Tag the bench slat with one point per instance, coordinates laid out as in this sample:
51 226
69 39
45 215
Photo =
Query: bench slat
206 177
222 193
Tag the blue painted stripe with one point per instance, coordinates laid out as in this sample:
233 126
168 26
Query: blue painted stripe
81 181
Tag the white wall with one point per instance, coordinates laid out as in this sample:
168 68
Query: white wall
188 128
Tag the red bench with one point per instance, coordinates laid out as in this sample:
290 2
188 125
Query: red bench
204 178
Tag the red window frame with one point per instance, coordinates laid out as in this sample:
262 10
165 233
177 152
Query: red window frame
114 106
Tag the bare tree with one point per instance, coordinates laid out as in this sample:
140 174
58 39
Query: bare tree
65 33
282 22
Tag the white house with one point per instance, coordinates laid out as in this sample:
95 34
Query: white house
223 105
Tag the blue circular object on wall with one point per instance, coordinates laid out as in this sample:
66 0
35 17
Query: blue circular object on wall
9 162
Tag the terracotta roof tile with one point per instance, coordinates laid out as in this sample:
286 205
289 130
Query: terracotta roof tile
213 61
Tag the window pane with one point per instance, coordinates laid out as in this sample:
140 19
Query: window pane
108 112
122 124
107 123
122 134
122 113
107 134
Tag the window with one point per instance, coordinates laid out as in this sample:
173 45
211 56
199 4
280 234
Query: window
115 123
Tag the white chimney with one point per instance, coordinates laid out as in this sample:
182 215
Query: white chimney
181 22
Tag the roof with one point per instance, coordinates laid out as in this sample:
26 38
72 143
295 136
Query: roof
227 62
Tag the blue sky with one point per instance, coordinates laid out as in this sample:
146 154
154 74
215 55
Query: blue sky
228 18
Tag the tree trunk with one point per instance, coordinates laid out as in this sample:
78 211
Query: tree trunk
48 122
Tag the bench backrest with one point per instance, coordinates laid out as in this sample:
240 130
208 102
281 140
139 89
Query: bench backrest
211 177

EXERCISE INSTRUCTIONS: Each line above must be returned exactly as written.

OUTPUT OF THE EXERCISE:
Tag the bench slat with one point per instance, coordinates laid out as in this sample:
51 226
69 39
45 215
Photo =
Query: bench slat
206 177
222 193
Tag the blue painted stripe with one point per instance, coordinates laid out as in this sample:
233 126
168 26
Query: blue painted stripe
81 181
Tag the white wall with one point per instance, coordinates laid out as in this sample:
168 68
Query: white wall
188 128
Tag the red bench with one point per instance, coordinates laid out as in this sample:
290 2
188 125
Query: red bench
204 178
Tag the red window frame with one point per instance, coordinates laid out as in this sample:
262 10
165 233
177 152
Query: red window frame
114 106
Tag the bare tree with one point per instance, coordinates laid out as in this sample:
140 174
58 39
Query: bare tree
65 33
282 22
Tag the white house with one point per instance, coordinates laid out as in this sample:
95 34
Query: white house
223 105
Tag the blue circular object on wall with one point per instance, coordinates laid out as in this sample:
66 0
35 17
Query: blue circular object on wall
9 162
Tag the terracotta roof tile with one point per instance, coordinates laid out as in this sample:
286 205
289 130
Query: terracotta roof tile
213 61
Tag the window pane with one point per instance, coordinates laid out as in this sample:
140 19
Query: window pane
108 112
122 124
107 123
122 134
122 113
107 134
Tag the window with one point per instance, coordinates laid out as in this sample:
173 45
211 56
199 4
280 234
Query: window
115 123
Tag the white chimney with one point per instance, coordinates laid out as in this sample:
182 215
Query: white chimney
181 22
Tag the roof with one point per instance, coordinates laid out as in this sample:
26 38
72 143
295 136
Query: roof
227 62
Tag the blue sky with one point per instance, coordinates laid out as in this sample:
146 154
154 74
215 55
Query: blue sky
228 18
Tag the tree trunk with one point per instance, coordinates laid out as in this sample:
78 211
Query: tree trunk
48 122
Tag the bench backrest with one point per instance, coordinates laid out as in this sample:
240 130
208 102
281 140
139 89
Query: bench backrest
211 177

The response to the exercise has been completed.